◆ EXERCISE DESCRIPTION ◆
Records follow. Print exactly the lines from the one that has "Target: road surface" through the one that has "Each instance of the woman's left", inclusive, and omit the pictures.

——

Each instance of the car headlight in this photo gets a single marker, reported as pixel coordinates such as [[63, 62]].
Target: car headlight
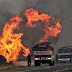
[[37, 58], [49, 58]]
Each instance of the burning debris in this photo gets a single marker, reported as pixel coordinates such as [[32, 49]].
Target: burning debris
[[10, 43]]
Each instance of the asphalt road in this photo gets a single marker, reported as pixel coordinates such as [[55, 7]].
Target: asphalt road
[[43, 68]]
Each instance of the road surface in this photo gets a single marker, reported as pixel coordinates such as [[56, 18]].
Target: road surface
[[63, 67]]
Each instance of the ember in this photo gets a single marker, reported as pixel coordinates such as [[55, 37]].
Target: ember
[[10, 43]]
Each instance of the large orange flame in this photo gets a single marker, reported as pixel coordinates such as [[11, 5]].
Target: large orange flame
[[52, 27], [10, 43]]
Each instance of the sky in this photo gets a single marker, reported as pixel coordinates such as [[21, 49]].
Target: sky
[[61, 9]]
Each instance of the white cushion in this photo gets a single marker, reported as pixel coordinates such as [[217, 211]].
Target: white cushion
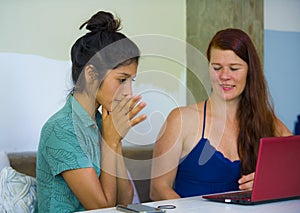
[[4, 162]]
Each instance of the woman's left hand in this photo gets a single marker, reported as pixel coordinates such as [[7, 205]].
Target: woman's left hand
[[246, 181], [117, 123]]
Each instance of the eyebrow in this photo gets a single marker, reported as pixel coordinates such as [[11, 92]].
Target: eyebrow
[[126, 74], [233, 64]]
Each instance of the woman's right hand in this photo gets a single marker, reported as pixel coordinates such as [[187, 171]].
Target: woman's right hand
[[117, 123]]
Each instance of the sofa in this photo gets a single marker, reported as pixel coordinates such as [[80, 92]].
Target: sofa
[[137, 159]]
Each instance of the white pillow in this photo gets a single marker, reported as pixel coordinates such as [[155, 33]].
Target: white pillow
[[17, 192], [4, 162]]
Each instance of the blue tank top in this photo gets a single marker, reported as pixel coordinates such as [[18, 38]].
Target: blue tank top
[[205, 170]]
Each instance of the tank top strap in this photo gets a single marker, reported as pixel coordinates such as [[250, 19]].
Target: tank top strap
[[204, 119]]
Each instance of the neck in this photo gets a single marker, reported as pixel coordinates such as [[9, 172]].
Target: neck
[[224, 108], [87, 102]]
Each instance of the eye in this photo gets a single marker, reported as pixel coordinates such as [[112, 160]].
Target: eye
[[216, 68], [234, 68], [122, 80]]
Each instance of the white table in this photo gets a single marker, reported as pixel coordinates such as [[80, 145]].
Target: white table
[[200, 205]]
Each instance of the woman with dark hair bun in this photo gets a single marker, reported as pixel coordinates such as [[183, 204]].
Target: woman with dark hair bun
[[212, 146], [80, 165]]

——

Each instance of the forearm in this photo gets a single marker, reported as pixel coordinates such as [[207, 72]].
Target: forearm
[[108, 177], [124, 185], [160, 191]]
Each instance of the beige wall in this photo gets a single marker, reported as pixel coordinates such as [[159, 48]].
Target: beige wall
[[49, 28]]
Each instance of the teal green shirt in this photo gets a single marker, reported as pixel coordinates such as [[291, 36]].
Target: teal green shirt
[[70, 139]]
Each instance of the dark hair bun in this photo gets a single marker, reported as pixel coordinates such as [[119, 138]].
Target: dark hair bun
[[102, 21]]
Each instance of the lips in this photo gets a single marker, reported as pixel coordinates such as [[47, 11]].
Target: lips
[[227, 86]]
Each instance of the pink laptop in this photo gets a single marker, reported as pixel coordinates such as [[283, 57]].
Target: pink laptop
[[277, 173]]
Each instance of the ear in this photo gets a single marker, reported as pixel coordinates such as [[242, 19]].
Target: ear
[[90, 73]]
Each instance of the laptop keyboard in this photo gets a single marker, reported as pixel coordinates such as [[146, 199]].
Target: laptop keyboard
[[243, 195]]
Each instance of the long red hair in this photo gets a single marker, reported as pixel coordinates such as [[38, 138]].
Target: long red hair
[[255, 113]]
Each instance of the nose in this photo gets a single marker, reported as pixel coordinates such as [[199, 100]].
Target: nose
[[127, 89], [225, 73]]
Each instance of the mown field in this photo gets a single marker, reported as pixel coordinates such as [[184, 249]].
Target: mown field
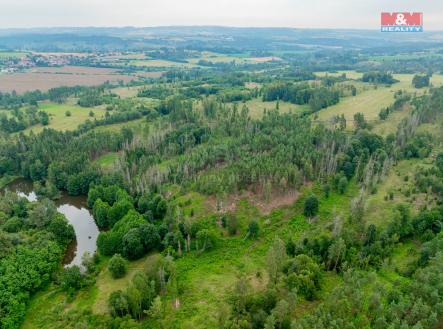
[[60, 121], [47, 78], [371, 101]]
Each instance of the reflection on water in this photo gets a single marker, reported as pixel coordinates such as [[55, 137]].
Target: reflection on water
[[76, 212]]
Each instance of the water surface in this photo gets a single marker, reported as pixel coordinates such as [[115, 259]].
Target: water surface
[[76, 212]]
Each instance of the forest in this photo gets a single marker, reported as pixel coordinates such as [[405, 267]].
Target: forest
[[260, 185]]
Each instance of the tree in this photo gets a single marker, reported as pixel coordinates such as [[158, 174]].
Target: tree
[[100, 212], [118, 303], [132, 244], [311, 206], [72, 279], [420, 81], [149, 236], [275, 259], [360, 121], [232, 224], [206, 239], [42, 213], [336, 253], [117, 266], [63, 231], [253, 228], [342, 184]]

——

◆ WRITTEN REPLY ◆
Target: road surface
[[63, 67]]
Each instance of the ember in this photo gets a single marker, reported as pixel coordinates such as [[55, 37]].
Target: ember
[[10, 43]]
Each instance of the large orange flame in this photo gets a single marker, reported as pixel coordinates such as [[11, 5]].
Target: large orange flame
[[52, 27], [10, 43]]
Each instance of the sky in this photo gets a single marker, reported as pixel coordinates such as [[21, 49]].
Target: sky
[[61, 9]]
Each instance of the white cushion in this photo gets a single marker, reported as pixel coordinates such as [[217, 211]].
Target: white cushion
[[4, 162]]
Each instance of the woman's left hand in this photo gets a single marker, reported as pixel coordinates such as [[7, 205]].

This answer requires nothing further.